[Recorded data]
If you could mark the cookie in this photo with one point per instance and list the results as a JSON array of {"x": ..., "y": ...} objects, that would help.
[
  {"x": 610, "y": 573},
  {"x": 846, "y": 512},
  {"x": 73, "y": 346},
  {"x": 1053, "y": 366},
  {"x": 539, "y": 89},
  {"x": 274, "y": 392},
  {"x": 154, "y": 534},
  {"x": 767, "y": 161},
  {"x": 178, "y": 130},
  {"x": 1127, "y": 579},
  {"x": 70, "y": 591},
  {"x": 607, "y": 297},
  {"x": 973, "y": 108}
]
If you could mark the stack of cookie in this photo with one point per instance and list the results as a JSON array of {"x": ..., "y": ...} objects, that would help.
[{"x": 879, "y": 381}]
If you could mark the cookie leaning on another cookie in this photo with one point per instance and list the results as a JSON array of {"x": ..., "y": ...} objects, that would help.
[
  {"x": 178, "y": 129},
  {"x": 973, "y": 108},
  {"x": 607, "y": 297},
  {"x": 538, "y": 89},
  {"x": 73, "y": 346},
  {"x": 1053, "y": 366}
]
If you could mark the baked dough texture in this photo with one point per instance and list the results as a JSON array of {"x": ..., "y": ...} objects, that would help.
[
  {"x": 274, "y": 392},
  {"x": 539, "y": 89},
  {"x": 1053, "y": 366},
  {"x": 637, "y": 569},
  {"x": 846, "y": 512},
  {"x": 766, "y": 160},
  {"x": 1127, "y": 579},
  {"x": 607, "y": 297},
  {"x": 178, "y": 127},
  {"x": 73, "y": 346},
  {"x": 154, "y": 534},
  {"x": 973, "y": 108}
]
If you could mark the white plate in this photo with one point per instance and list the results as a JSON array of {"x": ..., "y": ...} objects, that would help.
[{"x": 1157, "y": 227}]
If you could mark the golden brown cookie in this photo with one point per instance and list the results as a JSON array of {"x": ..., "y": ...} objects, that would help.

[Exercise prompt]
Print out an identical copy of the whole listing.

[Solution to the exercise]
If you could mark the cookie in this photo with one point per instance and list the results as a JSON array of {"x": ..., "y": ...} objects, that would help.
[
  {"x": 610, "y": 573},
  {"x": 846, "y": 512},
  {"x": 73, "y": 346},
  {"x": 1053, "y": 366},
  {"x": 539, "y": 89},
  {"x": 274, "y": 392},
  {"x": 154, "y": 534},
  {"x": 767, "y": 161},
  {"x": 178, "y": 130},
  {"x": 1127, "y": 579},
  {"x": 70, "y": 591},
  {"x": 607, "y": 297},
  {"x": 973, "y": 108}
]
If you could mark the stack of cookie in this photo with one point per instance and list the results as a JSON array of {"x": ..., "y": ...} objects, that would help.
[{"x": 879, "y": 381}]
If you could mark the cookie leaning on another cookie in this photo with one point per instance and list the results as a JSON array of {"x": ..., "y": ...} objects, that would help.
[
  {"x": 178, "y": 129},
  {"x": 973, "y": 108},
  {"x": 607, "y": 297},
  {"x": 538, "y": 89},
  {"x": 73, "y": 346},
  {"x": 1053, "y": 366}
]
If you could mark the baked dough texture in this photo with one point per instance and list the results as a JSON array of {"x": ..., "y": ...} objects, that would help.
[
  {"x": 274, "y": 392},
  {"x": 539, "y": 89},
  {"x": 1053, "y": 366},
  {"x": 637, "y": 569},
  {"x": 846, "y": 512},
  {"x": 766, "y": 160},
  {"x": 1127, "y": 579},
  {"x": 607, "y": 297},
  {"x": 178, "y": 127},
  {"x": 73, "y": 346},
  {"x": 154, "y": 534},
  {"x": 973, "y": 108}
]
If you could mark the white plate in this photo with one point per instance and list the results as a JSON array of {"x": ..., "y": ...} objects, that would help.
[{"x": 1157, "y": 227}]
If you could mark the golden brown cookie in this photo with one point per instance and list the results as a JSON array of {"x": ..., "y": ...} objects, that would help.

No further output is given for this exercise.